§ **What is expected**
Transcribe the records in full, keeping every word exactly as given.

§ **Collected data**

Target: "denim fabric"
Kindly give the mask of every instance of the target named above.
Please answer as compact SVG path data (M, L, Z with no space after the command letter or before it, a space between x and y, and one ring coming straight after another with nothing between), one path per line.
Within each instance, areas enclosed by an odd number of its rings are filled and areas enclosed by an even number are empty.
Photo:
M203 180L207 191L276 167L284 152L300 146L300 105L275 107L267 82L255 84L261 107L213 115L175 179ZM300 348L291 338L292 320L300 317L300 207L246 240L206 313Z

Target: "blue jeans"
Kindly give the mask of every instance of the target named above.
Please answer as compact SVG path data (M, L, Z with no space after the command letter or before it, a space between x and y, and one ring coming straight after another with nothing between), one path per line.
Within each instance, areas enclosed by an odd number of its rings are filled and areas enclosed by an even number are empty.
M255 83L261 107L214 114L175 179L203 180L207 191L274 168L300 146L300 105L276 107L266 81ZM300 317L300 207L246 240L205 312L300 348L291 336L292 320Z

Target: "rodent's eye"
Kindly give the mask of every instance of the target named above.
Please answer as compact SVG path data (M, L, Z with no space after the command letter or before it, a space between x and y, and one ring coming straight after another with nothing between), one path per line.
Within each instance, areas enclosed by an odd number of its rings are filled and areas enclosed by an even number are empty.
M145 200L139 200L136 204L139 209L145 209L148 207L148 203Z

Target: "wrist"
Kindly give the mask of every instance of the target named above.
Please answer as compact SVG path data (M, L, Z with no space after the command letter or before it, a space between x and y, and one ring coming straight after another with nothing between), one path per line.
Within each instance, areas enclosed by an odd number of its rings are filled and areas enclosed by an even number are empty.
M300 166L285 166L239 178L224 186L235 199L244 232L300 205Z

§ **Solution for this task**
Target: "denim fabric"
Kindly give the mask of every instance of the target named above.
Please answer as compact SVG path data (M, L, Z with no space after the command letter or before it, a space between x and y, and one ring coming straight after another with nothing between), one path per line.
Within each instance, areas enclosed by an odd number of its rings are filled and areas enclosed by an even number are empty.
Photo:
M203 180L207 191L276 167L284 152L300 146L300 105L275 107L267 82L255 84L261 107L213 115L175 179ZM300 348L291 338L292 320L300 317L300 207L246 240L206 313Z

Target: "blue jeans"
Kindly give the mask of every instance of the target named above.
Please answer as compact SVG path data (M, L, Z with no space after the command letter or before it, a space between x and y, and one ring coming straight after another with nothing between), one path per line.
Within each instance, areas enclosed by an odd number of its rings are filled and areas enclosed by an even number are empty.
M255 83L261 107L214 114L175 179L203 180L207 191L274 168L300 146L300 105L276 107L266 81ZM300 317L300 207L246 240L205 312L300 348L291 336L292 320Z

Target: "rodent's eye"
Kindly give the mask of every instance of the target named above.
Please answer as compact SVG path data (M, L, Z with no space after the command letter or before it, a space between x and y, and one ring coming straight after another with nothing between), one path per line.
Within each instance, areas enclosed by an odd number of its rings are filled and areas enclosed by an even number are empty.
M145 200L139 200L136 204L139 209L145 209L148 207L148 203Z

Target: "wrist"
Kindly give the mask of every instance of the target named above.
Please answer as compact SVG path data (M, L, Z with no space after the command letter or before it, a space between x and y, and one ring coming straight after another with nothing between), one path per line.
Within each instance, areas enclosed by an odd number of its rings are filled and areas enclosed by an even number are empty.
M300 166L285 166L239 178L224 186L235 199L244 232L300 205Z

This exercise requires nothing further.